RECORD SET below:

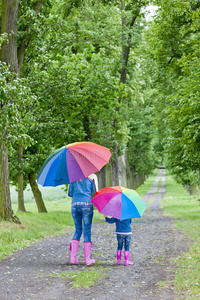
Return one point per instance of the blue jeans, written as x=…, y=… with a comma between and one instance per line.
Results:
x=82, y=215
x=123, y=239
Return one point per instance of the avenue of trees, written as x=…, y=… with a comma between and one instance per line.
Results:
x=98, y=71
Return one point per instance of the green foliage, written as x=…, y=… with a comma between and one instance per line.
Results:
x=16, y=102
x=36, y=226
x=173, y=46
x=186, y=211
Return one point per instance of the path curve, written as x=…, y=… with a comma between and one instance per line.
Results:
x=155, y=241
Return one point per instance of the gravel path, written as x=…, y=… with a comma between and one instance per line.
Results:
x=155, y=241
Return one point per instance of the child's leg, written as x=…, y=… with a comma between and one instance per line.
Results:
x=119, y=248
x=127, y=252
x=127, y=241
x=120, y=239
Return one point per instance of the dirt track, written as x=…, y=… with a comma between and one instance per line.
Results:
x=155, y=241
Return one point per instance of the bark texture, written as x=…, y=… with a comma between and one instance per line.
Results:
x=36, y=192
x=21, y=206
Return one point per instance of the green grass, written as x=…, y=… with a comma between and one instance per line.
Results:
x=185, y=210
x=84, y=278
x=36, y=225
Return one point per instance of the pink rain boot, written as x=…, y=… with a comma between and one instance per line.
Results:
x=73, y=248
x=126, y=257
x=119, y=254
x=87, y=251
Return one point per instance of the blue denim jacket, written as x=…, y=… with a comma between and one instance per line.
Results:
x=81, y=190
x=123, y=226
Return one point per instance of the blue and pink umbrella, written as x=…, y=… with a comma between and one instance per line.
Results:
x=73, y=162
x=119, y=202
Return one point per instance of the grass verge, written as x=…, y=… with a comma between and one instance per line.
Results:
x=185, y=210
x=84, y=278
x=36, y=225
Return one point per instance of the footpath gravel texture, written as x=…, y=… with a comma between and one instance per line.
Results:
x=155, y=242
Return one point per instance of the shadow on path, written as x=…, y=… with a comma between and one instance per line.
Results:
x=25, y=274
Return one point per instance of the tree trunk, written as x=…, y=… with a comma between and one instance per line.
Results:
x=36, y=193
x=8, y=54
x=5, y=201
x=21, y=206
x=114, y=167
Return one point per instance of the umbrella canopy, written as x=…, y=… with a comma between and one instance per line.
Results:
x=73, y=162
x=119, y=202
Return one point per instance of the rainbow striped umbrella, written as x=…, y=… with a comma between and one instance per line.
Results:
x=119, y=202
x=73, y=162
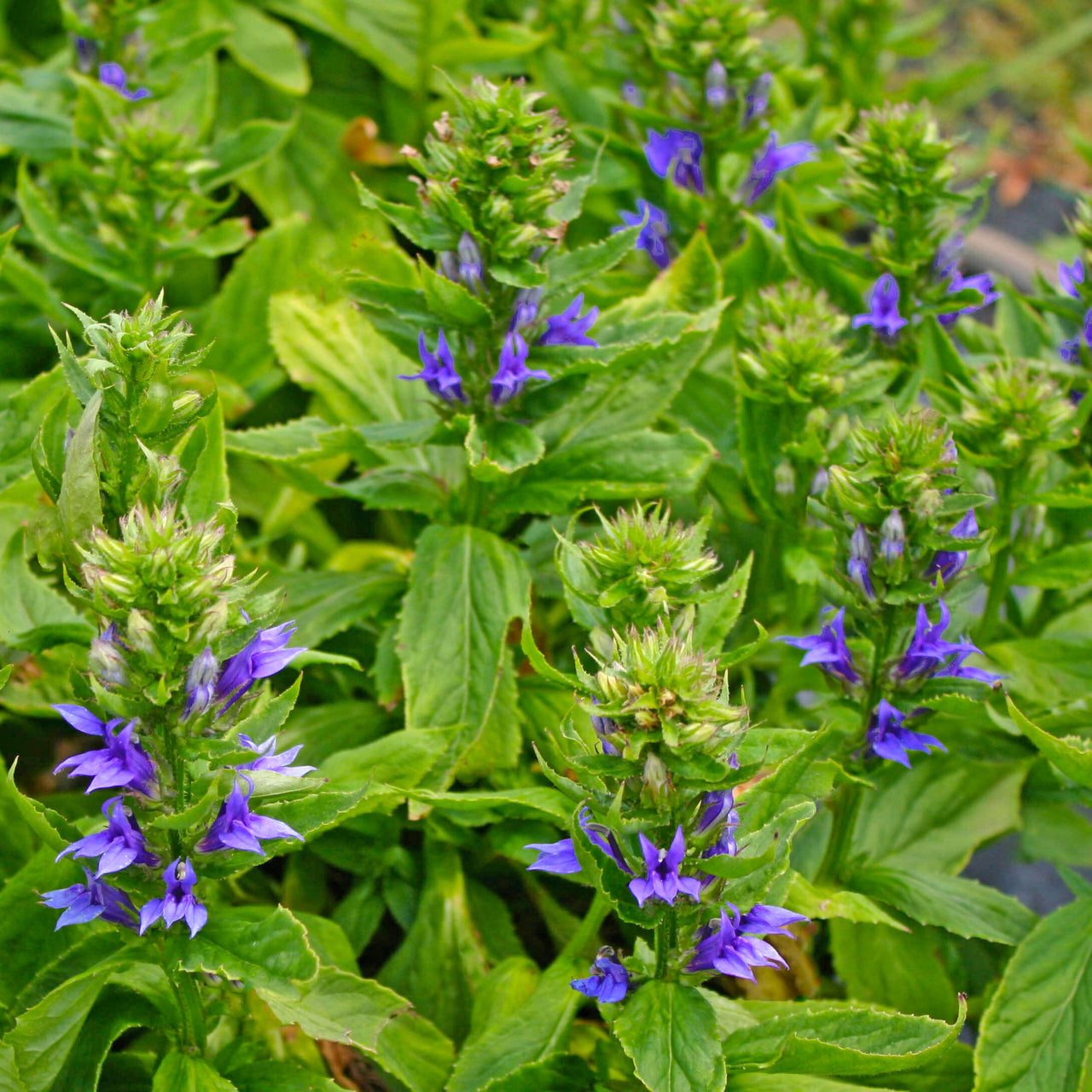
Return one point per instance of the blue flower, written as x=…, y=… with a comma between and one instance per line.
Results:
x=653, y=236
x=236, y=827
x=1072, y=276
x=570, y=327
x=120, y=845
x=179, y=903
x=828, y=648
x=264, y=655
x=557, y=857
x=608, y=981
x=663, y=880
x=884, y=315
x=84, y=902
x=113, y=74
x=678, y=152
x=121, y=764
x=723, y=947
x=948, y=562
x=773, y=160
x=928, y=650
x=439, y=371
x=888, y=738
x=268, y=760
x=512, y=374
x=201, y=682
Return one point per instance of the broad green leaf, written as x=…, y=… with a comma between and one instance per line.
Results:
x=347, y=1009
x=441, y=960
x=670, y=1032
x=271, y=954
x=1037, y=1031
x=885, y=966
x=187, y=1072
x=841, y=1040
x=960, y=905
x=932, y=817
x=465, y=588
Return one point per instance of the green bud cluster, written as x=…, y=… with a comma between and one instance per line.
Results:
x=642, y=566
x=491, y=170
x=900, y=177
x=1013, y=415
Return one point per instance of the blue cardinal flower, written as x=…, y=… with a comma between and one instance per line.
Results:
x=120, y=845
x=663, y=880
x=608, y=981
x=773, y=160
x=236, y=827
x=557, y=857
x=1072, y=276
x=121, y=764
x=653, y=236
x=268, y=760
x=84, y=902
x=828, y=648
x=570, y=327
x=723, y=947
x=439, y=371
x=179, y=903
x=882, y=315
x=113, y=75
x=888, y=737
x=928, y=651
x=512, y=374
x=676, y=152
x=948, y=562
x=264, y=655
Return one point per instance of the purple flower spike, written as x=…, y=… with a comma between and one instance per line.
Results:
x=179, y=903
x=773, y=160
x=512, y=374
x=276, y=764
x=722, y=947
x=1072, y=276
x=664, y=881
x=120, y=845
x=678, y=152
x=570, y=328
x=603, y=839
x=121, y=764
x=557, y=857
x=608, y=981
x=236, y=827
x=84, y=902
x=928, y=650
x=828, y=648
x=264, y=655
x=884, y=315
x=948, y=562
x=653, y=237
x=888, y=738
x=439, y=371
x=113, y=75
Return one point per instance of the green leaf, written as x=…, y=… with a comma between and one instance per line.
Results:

End of RECORD SET.

Please return exactly the lines from the one containing "Return one point per instance of the green leaf, written" through the end of the entries above, adding no other line.

Return one point per instance of the green leaf, written as x=…, y=… with a comma between and one instance per line.
Results:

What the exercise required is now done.